Laissons aux politologues, aux experts en sociologie électorale, le soin d’analyser les résultats de cet étrange second tour des élections municipales. Le record d’abstention est forcément à mettre en relation avec la crise sanitaire dont nous ne sommes pas sortis. Est-il vraiment possible, avec une participation si faible, d’accomplir un diagnostic sur la réalité des mouvements internes à l’opinion française ? Il est tout de même singulier que les deux formations qui obtiennent les scores les plus importants aux élections nationales, à savoir le Rassemblement national et La République en marche, soient sous-représentés à l’échelon communal. Cela s’explique évidemment pour des raisons d’implantation locale. Les Républicains et les socialistes conservent leurs fiefs, grâce aux personnalités qui les tiennent solidement. Mais il n’est pas avéré qu’il seront en capacité de reconquérir prochainement la présidence de la République et le Parlement.

* * * * * * * * *

La consigne: Poursuivez le texte sur le second tour des élections municipales en reprenant juste après sa dernière phrase.

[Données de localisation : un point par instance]
* * * * * * * * *

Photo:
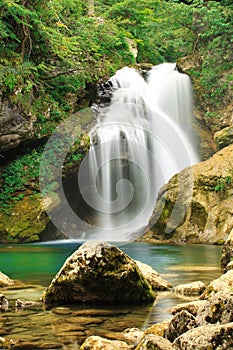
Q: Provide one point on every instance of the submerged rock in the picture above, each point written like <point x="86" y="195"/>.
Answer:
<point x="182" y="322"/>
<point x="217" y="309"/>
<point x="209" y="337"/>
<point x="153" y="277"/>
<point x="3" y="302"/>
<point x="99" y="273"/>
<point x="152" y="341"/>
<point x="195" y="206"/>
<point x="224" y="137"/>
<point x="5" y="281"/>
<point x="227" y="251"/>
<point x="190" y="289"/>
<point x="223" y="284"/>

* * * * * * * * *

Réponse:
En revanche, il ne fait pas de doute que ceux qui ont marqué le plus de points dans cette compétition, avec les réserves qui s’imposent, sont les écologistes. Des écologistes qui manifestent leur puissance dans les plus grandes villes du pays. Sociologiquement, c’est intéressant, car si l’on se réfère aux travaux de Christophe Guilluy et de Jérôme Fourquet, c’est là où les flux de la mondialisation s’avèrent les plus positifs qu’ils rencontrent leurs succès, et non dans la France périphérique, celle des Gilets jaunes précisément. La sensibilité écologiste semble s’épanouir de façon privilégiée dans les classes aisées. C’est une première remarque.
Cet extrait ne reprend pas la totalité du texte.